* [Assigned task 1] According to the piece on medical students, how many medical schools had representatives at the July 2012 Council meeting?
* [Assigned task 2] Copy out the piece on medical students word for word, starting at "But for many, a" and ending at "shape that system.".
* [Assigned task 3] Continue the piece on medical students, picking up after its final sentence.

* [Text segment]
[Start of Attachment]
Why medical students want to change the world
By Kunal Luthra, Vice President (External), Australian Medical Students’ Association. Kunal is a 5th year Medicine student at Monash University.
In July 2012, at a Council meeting of the Australian Medical Students’ Association, representatives from each of Australia’s 20 medical schools adopted a policy statement on the shape of medical curricula in the twenty first century.
They proposed that medical curricula should include a focus on “developing leadership attributes” that would produce a generation of medical “change agents”. They said that graduating medical students should be equipped with the skills to advocate for social conditions consistent with “the rights and dignity” of individuals and communities.
The primary message of the policy statement was clear: health does not begin or end in the consulting room. The ambition was to foster a generation of medical graduates who would respond to the health needs of their patients at an individual level, but also at the broader systems level. It meant that, in addition to anatomy and physiology, medical students should also learn about the social determinants of health and how to transform them.
Medical students are driven by the desire that drove them to medicine in the first place: to help people.
Learning about diagnosis and treatment certainly facilitates that, as does the ability to connect with and support patients while managing their ailments.
But for many, a deeper desire exists. They do not want to be just part of a health care system that churns out competent doctors into well-defined training pathways – they want to shape that system.
[End of Attachment]
(Saved entries)
[Start of Attachment]
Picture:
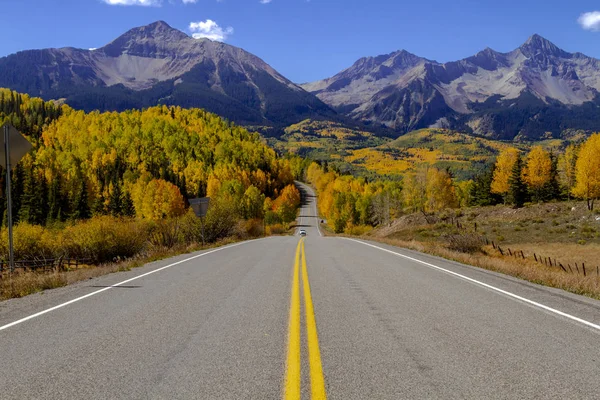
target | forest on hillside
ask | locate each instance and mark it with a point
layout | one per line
(355, 204)
(138, 163)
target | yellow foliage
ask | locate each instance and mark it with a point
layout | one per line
(441, 193)
(538, 168)
(157, 199)
(504, 165)
(588, 170)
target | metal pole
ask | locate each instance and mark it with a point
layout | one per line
(11, 255)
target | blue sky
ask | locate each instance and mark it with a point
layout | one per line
(307, 40)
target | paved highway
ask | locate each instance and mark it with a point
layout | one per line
(286, 317)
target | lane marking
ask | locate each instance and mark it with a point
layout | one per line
(20, 321)
(292, 369)
(317, 381)
(523, 299)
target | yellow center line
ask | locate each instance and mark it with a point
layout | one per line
(317, 381)
(293, 368)
(292, 376)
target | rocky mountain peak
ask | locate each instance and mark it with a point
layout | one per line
[End of Attachment]
* [Reply 1] Representatives from each of Australia's 20 medical schools attended.

* [Reply 2]
But for many, a deeper desire exists. They do not want to be just part of a health care system that churns out competent doctors into well-defined training pathways – they want to shape that system.

* [Reply 3]
This has manifested in a significant and growing interest in global health and public health issues among medical students.
This interest has been reflected in the significant expansion of the Global Health Conferences that have been organised by AMSA in recent years.
The most recent conference, held in Sydney earlier this month, was an incredible and inspiring student-run event that attracted a distinguished list of speakers – including Nobel laureate Jose Ramos Horta.
The conference created space for discussion and action on issues ranging from climate change to free trade agreements, while more than 500 students have signed up to AMSA’s refugee and asylum seeker health campaign, ready to stand up for the health concerns of vulnerable individuals forsaken by successive governments.
Medical students around the country have been active on a range of issues this year, including internships and student numbers, refugee health, university fees, Indigenous health, the rural workforce maldistribution and much else, lobbying MPs and posting on social media.
They mobilised to voice their objections to measures in the Federal Budget that threatened equitable access to medical education, the provision of internships for current graduates, and access to health care for many Australians.
Monash University medical students have drafted a policy document on universal health coverage, proclaiming that “all people should have access to the acceptable quality of evidence-based health care that is required to maintain their health and wellbeing”.
South Australian students have arranged meetings with the SA Health Department and both State and Federal MPs to highlight the affect the Federal Budget will have on the number of medical internships in the State.
AMSA has been vigorous in its opposition to plans to deregulate university fees, and will continue to push against such ill-considered reforms in the coming weeks.
Why do medical students want to change the world?
We are a diverse, opinionated group of individuals – there are as many differences as similarities.
But we share in common a desire to improve the health of individuals and communities.
Medical education should harness this, so that our inspiration turns into action.